# PROBLEM REQUIREMENTS:
Report each line of the data below in which "query" appears.

★ ★ ★

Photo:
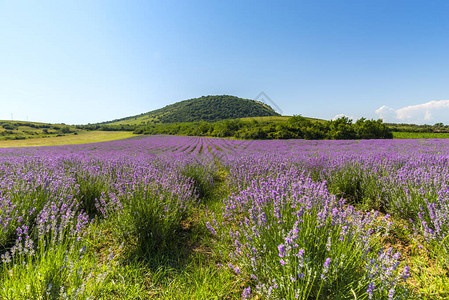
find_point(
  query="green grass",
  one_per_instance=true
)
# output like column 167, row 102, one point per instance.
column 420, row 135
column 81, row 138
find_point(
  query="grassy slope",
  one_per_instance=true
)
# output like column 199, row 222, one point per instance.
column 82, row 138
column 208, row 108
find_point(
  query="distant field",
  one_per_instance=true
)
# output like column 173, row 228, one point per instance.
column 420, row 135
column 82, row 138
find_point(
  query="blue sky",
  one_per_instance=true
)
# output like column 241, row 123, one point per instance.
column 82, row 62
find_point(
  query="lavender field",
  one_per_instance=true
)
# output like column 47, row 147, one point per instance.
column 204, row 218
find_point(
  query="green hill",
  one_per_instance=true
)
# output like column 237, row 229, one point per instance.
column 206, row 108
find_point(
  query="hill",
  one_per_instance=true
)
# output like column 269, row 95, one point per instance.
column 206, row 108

★ ★ ★

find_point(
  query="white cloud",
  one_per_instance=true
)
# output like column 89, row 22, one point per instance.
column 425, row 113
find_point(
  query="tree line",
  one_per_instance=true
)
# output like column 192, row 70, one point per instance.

★ ★ ★

# OUTPUT BELOW:
  query="green grass",
  query="grassy slope",
  query="distant field",
  query="blue sky",
  query="lavender field",
  query="green hill",
  query="hill",
  query="white cloud",
  query="tree line",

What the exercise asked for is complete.